§ Aufgabenstellung
Wähle aus den folgenden Einträgen jede Zeile aus, in der das Wort „kindly“ vorkommt.
::::::::::
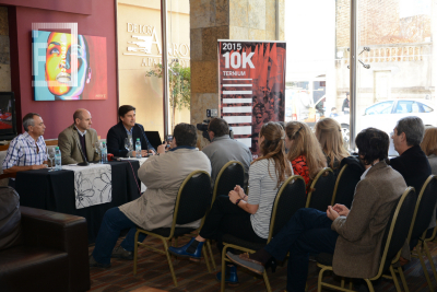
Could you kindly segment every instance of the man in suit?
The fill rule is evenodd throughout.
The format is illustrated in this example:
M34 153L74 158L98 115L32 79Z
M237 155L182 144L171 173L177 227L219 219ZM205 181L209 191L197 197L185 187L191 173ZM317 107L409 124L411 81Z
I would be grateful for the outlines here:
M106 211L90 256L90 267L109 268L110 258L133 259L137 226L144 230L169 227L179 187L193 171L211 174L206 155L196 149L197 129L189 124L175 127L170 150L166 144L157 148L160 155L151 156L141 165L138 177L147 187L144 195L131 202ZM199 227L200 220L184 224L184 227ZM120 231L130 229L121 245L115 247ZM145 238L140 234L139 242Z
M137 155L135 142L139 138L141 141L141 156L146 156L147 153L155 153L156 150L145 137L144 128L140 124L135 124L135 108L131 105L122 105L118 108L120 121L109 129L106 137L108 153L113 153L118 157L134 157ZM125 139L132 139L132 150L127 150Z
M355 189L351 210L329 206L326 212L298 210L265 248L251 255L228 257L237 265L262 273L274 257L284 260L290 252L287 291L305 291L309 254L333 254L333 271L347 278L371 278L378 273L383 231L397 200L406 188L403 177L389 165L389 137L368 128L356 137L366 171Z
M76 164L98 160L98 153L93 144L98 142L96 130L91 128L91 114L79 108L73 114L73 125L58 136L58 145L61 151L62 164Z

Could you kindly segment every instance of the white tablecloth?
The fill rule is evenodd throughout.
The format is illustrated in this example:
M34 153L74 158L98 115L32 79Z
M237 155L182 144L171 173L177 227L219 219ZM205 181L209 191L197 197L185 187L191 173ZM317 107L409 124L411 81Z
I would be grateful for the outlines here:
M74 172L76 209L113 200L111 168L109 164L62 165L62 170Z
::::::::::
§ Vollständige Lösung
Could you kindly segment every instance of the man in suit?
Could you kindly segment every instance of the white tablecloth?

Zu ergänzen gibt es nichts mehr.